#### [PROBLEM TO SOLVE]
All lines from the entries below that contain the string "street" should be copied out.

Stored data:
══════════════════════════════

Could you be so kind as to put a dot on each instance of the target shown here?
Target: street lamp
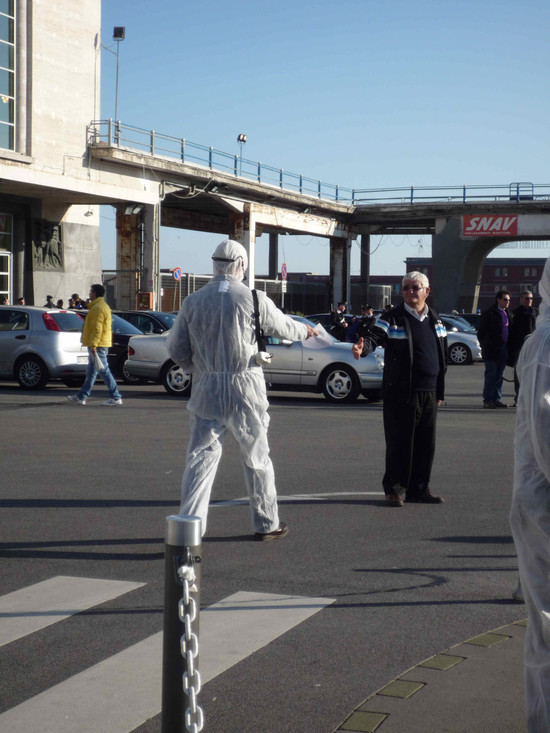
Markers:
(241, 140)
(119, 33)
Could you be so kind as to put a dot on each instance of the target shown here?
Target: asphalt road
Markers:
(85, 492)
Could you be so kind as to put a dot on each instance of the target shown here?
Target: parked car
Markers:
(463, 346)
(39, 344)
(472, 318)
(331, 370)
(148, 321)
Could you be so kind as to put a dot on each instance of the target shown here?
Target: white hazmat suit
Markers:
(530, 512)
(214, 338)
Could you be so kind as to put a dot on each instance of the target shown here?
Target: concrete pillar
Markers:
(364, 278)
(18, 264)
(128, 259)
(273, 256)
(339, 270)
(457, 264)
(151, 279)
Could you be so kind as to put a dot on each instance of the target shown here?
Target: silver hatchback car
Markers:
(39, 344)
(331, 370)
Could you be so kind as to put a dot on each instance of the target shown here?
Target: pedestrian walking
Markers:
(214, 337)
(530, 510)
(413, 386)
(97, 335)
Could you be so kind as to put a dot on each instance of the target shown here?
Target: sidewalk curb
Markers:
(383, 708)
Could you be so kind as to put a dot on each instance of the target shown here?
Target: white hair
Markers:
(415, 276)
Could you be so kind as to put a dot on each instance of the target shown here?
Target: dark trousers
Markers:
(494, 376)
(409, 428)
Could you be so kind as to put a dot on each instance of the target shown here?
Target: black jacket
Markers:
(489, 333)
(392, 331)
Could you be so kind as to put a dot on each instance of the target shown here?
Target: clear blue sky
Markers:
(360, 93)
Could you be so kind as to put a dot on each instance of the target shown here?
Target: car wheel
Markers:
(460, 354)
(124, 374)
(31, 373)
(340, 384)
(176, 380)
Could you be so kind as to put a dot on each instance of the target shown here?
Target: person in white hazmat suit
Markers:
(214, 338)
(530, 511)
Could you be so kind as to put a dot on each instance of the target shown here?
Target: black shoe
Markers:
(425, 498)
(394, 500)
(276, 534)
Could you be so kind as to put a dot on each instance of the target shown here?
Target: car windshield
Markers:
(122, 326)
(310, 322)
(460, 325)
(67, 320)
(167, 319)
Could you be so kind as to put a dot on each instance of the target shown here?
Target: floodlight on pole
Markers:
(241, 140)
(119, 34)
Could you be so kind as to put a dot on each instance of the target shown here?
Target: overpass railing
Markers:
(519, 191)
(151, 142)
(116, 134)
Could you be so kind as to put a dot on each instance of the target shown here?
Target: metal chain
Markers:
(187, 611)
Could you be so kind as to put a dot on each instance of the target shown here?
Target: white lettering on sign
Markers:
(489, 226)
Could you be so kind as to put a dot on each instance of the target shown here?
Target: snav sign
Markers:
(489, 226)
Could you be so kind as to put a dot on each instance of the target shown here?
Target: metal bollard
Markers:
(180, 676)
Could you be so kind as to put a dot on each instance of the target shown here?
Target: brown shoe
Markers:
(394, 500)
(276, 534)
(425, 498)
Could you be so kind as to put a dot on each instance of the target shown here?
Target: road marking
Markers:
(298, 497)
(42, 604)
(124, 691)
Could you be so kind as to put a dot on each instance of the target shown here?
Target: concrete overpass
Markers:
(206, 190)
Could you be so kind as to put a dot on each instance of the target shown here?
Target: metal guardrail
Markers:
(116, 134)
(154, 143)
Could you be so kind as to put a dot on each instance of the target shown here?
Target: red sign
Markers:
(489, 226)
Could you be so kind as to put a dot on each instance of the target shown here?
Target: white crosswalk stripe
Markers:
(42, 604)
(124, 690)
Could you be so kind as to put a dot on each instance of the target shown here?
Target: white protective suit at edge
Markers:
(530, 512)
(214, 338)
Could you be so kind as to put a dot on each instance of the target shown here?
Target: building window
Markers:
(7, 74)
(6, 232)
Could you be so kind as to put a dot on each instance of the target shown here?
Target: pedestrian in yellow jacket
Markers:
(97, 335)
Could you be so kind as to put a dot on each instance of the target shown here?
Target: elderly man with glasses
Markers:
(493, 335)
(415, 343)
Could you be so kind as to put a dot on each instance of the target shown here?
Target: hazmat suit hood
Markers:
(230, 258)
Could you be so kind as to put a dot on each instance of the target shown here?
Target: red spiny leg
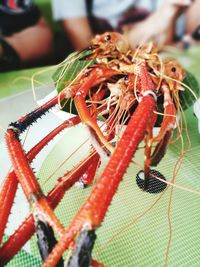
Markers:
(93, 211)
(41, 209)
(8, 190)
(27, 229)
(95, 77)
(9, 186)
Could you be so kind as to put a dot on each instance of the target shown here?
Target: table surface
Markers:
(133, 233)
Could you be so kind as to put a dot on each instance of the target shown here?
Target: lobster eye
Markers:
(173, 69)
(108, 37)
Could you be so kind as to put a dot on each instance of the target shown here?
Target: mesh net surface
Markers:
(135, 231)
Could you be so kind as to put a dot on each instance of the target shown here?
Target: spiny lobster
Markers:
(122, 86)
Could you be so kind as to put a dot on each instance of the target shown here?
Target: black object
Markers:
(81, 256)
(196, 34)
(154, 185)
(46, 240)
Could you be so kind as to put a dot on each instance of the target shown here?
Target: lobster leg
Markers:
(9, 186)
(82, 107)
(93, 211)
(42, 212)
(166, 129)
(27, 229)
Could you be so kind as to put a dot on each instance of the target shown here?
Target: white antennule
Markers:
(196, 109)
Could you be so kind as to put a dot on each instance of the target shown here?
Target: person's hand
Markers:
(158, 27)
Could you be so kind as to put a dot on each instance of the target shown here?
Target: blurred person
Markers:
(163, 22)
(173, 20)
(25, 37)
(82, 19)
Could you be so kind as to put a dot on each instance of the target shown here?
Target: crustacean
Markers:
(122, 86)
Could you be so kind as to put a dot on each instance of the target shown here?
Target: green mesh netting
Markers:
(133, 234)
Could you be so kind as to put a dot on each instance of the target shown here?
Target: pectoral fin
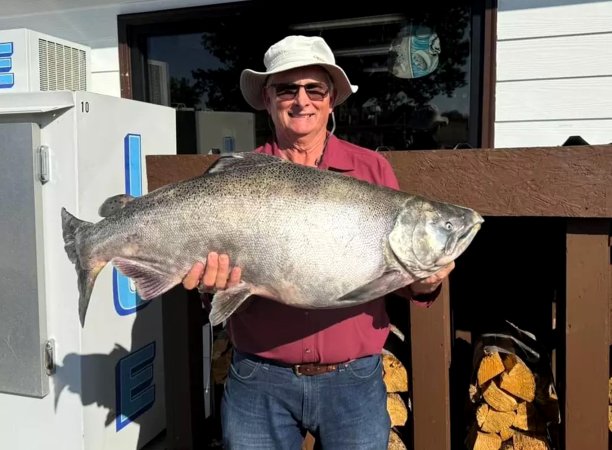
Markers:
(149, 281)
(387, 282)
(226, 302)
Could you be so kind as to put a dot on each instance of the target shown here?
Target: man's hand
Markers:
(431, 283)
(213, 274)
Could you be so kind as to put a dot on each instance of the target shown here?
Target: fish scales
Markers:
(304, 237)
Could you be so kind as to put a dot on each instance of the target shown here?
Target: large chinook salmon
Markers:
(302, 236)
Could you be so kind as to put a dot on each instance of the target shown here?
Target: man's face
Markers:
(299, 111)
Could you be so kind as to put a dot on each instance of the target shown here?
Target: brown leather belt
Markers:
(310, 369)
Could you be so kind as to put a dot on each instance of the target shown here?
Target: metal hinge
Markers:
(43, 164)
(50, 357)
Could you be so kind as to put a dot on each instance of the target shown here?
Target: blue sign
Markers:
(7, 78)
(135, 390)
(126, 300)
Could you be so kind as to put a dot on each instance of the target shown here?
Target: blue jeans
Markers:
(267, 406)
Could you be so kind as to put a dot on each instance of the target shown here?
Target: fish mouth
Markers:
(460, 244)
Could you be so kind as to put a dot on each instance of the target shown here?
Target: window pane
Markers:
(412, 69)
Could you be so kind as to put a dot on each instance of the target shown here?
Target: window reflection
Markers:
(413, 72)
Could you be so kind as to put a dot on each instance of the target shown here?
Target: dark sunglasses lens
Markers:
(286, 91)
(316, 91)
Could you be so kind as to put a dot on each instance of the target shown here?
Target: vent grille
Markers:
(61, 67)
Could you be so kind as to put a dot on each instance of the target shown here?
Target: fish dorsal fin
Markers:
(242, 160)
(114, 204)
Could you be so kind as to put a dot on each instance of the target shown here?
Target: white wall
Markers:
(554, 72)
(94, 26)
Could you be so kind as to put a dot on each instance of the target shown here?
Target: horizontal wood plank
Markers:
(552, 182)
(548, 181)
(551, 133)
(519, 19)
(560, 99)
(555, 57)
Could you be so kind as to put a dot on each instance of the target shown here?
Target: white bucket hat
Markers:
(290, 53)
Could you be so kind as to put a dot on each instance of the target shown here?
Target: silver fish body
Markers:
(303, 237)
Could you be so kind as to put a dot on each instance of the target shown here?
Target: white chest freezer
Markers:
(63, 386)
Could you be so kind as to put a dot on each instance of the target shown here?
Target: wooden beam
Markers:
(548, 181)
(430, 383)
(587, 332)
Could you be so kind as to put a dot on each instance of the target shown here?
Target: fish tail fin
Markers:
(86, 276)
(70, 226)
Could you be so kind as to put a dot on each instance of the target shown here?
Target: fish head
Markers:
(429, 235)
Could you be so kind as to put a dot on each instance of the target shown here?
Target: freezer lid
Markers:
(35, 102)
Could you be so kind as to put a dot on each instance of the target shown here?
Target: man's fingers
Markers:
(192, 279)
(234, 278)
(222, 272)
(212, 266)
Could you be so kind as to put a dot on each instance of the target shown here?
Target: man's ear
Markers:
(266, 98)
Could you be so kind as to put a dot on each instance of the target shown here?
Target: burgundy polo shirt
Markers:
(291, 335)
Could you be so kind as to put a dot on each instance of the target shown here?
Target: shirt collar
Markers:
(334, 158)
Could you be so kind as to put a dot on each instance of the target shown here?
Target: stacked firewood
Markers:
(512, 405)
(395, 377)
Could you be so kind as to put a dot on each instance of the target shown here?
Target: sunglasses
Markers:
(288, 91)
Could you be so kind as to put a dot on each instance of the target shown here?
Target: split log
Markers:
(498, 399)
(395, 441)
(490, 366)
(518, 380)
(478, 440)
(524, 441)
(395, 375)
(398, 412)
(513, 397)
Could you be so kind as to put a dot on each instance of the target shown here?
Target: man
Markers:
(297, 370)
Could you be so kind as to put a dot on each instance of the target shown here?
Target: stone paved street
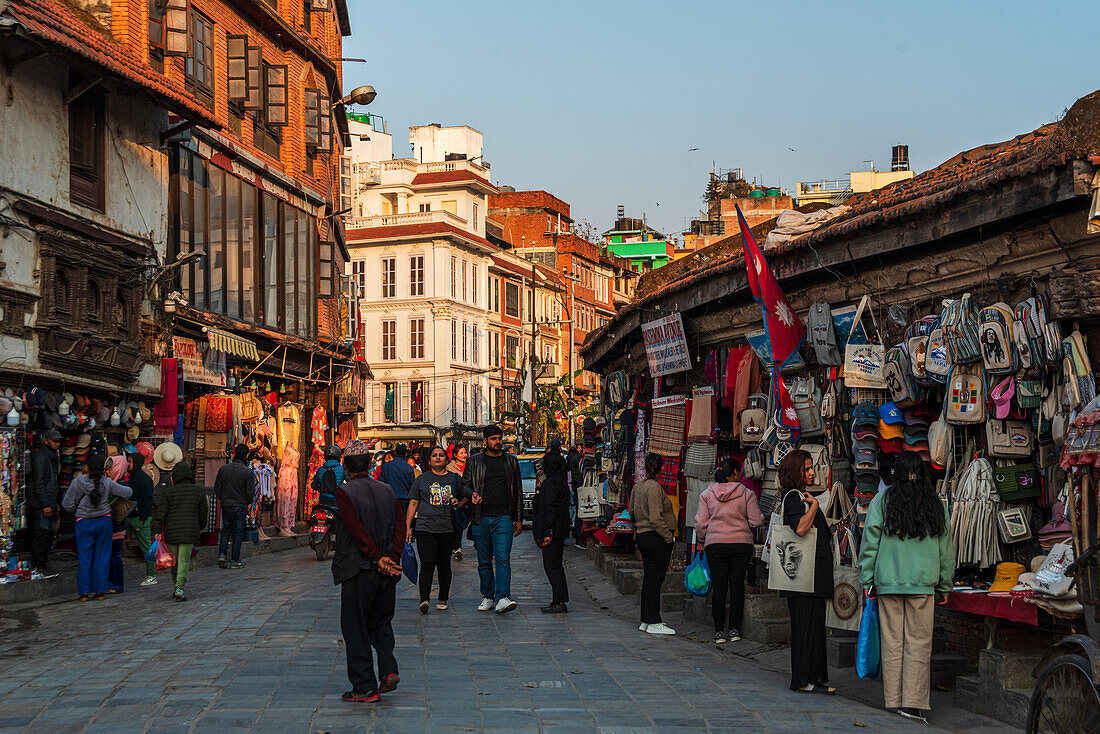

══════════════════════════════

#### [RESULT OF THE TASK]
Target: street lamp
Target: stone paved street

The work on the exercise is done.